◆ Goal ◆
Output the lines of every row below as one numbered list, omitting blank lines.

*** Raw data ***

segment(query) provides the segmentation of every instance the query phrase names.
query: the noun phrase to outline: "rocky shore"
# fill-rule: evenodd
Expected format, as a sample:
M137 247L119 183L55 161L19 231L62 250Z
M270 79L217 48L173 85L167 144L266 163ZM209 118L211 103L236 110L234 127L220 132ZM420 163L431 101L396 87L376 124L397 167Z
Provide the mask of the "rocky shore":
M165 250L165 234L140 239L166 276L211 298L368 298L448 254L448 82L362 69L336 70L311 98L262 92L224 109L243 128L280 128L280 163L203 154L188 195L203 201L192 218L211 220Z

***

◆ Task output ◆
1. segment(query) provides the segmentation of every instance the query phrase names.
2. query: the noun phrase to outline: "rocky shore"
3. # fill-rule: evenodd
4. Expected format, as a sample:
5. M137 247L119 183L55 161L19 231L62 250Z
6. M270 79L217 48L173 85L167 144L266 163ZM209 118L211 103L236 110L234 127L220 132ZM420 163L431 101L396 87L376 124L397 167Z
7. Provide the mask of the "rocky shore":
8. M165 250L165 234L140 239L166 276L211 298L368 298L448 254L448 82L362 69L336 70L311 98L262 92L224 109L243 128L280 128L280 163L203 154L188 195L203 201L192 218L211 220Z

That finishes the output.